- Dataset records:
╭──
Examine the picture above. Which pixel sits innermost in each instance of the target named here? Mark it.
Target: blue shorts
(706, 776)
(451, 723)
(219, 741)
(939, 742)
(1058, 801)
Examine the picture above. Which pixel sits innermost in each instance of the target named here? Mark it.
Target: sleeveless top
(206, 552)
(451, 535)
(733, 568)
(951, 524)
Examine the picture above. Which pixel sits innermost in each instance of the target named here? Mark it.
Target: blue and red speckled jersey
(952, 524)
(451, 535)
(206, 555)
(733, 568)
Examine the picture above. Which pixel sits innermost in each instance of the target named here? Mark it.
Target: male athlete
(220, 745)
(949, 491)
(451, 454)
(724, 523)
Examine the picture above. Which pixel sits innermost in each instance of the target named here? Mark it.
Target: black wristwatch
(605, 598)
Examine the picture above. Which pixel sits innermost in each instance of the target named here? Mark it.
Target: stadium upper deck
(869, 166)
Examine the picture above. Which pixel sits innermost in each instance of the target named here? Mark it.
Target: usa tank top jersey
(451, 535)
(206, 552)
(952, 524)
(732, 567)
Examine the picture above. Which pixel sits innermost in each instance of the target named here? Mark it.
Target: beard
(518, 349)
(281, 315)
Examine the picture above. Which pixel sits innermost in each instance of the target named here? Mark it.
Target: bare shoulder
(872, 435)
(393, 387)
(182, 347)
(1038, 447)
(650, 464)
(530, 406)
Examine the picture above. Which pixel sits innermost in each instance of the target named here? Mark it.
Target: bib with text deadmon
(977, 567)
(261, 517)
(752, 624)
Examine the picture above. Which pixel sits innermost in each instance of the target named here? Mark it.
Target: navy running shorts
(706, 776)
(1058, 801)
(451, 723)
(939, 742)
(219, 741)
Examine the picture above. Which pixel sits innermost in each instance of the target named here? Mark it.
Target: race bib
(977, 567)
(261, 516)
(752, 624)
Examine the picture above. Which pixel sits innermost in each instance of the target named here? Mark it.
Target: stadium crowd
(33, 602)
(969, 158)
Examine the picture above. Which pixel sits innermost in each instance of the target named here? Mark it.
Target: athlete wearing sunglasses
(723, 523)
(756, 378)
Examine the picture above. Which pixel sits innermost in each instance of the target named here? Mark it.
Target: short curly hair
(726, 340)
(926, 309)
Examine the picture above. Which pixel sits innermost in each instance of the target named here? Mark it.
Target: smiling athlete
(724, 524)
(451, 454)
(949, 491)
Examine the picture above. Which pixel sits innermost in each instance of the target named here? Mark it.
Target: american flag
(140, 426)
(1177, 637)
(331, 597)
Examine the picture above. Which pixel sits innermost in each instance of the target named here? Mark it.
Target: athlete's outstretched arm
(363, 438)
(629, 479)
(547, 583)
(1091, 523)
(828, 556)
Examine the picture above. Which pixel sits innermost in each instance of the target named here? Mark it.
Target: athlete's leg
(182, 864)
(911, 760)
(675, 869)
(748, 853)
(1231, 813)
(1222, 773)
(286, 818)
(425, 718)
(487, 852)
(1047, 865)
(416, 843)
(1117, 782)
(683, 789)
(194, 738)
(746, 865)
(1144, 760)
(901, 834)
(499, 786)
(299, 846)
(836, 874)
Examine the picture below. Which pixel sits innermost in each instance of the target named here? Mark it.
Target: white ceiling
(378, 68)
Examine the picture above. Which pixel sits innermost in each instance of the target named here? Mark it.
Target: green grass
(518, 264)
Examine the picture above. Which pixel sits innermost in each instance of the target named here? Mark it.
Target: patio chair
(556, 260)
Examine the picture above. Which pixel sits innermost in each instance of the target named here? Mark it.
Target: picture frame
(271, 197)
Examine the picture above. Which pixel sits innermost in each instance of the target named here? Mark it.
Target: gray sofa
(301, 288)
╰──
Restate the whole listing exactly.

Examine the picture above. Which pixel sits innermost in each instance of the target named here? Mark it.
Target: blue shorts
(706, 776)
(451, 723)
(219, 741)
(939, 742)
(1058, 801)
Examine the picture above. Which pixel sits innermost in each instance of the target named here? Mark it.
Target: sleeveless top
(206, 552)
(451, 535)
(733, 568)
(951, 524)
Examine the picture above. Which pixel sits innermost in each instance of the target named here? Mark it.
Target: blue and red speckled jersey
(952, 524)
(451, 535)
(206, 555)
(733, 568)
Examine the picture above. Which pixel sits innermost in each instance of the target named here? Mark it.
Target: male athlete
(220, 745)
(949, 491)
(451, 454)
(724, 523)
Examine the picture above. Which pixel sits innermost in each instance of the target named here? Mark it.
Target: black wristwatch
(605, 598)
Examine the picture above. Which pixel sits innermost in each instance of the target named here? Mark it.
Target: stadium upper deck
(869, 166)
Examine the picture above. Which pixel sits innermost in each instance of the target named here? Mark it.
Target: usa tank top jersey
(451, 535)
(206, 552)
(952, 524)
(732, 567)
Examine the picture above. Which pixel sits innermost in each instance of the target named here? Mark it.
Target: beard
(518, 349)
(281, 315)
Examine the picture above. Which pixel sits innermost in each instance of the target named here? Mark it.
Target: bare shoulder
(872, 435)
(393, 387)
(182, 347)
(1038, 447)
(650, 464)
(530, 406)
Examine the picture above. Which pixel sits innermost in each instance of the target named here? Mark it.
Target: bib with text deadmon
(977, 567)
(261, 517)
(752, 624)
Examine the picture above. Which pixel sits innermost in each instance of the target named here? Mark it.
Target: navy running shorts
(706, 776)
(1058, 801)
(451, 723)
(939, 742)
(219, 741)
Examine the picture above. Which pixel sits innermost in each instance of the target named here? Mark it.
Target: race bib
(977, 567)
(261, 516)
(752, 624)
Examine the picture above. Which pixel sits innermost in each instance of the target named here? Mark it.
Target: stadium crowd
(33, 602)
(969, 158)
Examine the picture above. Which pixel sits innermost in each instance of the target named here? Mark it.
Target: athlete wearing sunglasses
(723, 523)
(756, 378)
Examine the picture above. Which pixel sits innermost in each instance of the target named here? Mark it.
Target: short curly hair
(726, 340)
(926, 309)
Examine the picture above. Which pixel sits innermost in each instance of the target named here? Mark it.
Target: smiling athlete
(724, 524)
(451, 454)
(949, 491)
Examine the picture above. Which pixel sits innermost in each instance of the target named here? Mark it.
Target: american flag
(140, 426)
(1177, 637)
(331, 597)
Examine the picture above. Which pixel sits innermost in each instance of the target named here? Mark it.
Target: athlete's outstretched arm
(363, 438)
(629, 479)
(547, 583)
(1091, 523)
(828, 556)
Examine the picture above. Which pixel sits innermost in each instance of the target named here? Mark it.
Target: athlete's leg
(182, 864)
(911, 760)
(675, 869)
(748, 853)
(1231, 813)
(1222, 773)
(286, 818)
(425, 718)
(487, 852)
(1047, 865)
(416, 843)
(1117, 782)
(683, 789)
(194, 738)
(746, 865)
(1144, 760)
(901, 834)
(499, 786)
(299, 846)
(836, 874)
Examine the picture below. Which pixel sits innermost in each instance of the target named here? Mark it.
Target: white ceiling
(378, 68)
Examine the picture above. Which pixel sits innermost in each instance of the target named here? Mark it.
Target: green grass
(518, 264)
Examine the picture above. Which pixel sits innermost in each instance of the target named here? Mark it.
Target: patio chair
(556, 260)
Examine the picture above. Which pixel sits innermost in each instance of the target named here? Mark it.
Target: picture frame
(271, 197)
Examine the picture above. Which pixel sits innermost in each instance of the target named here? Mark it.
Target: gray sofa
(301, 288)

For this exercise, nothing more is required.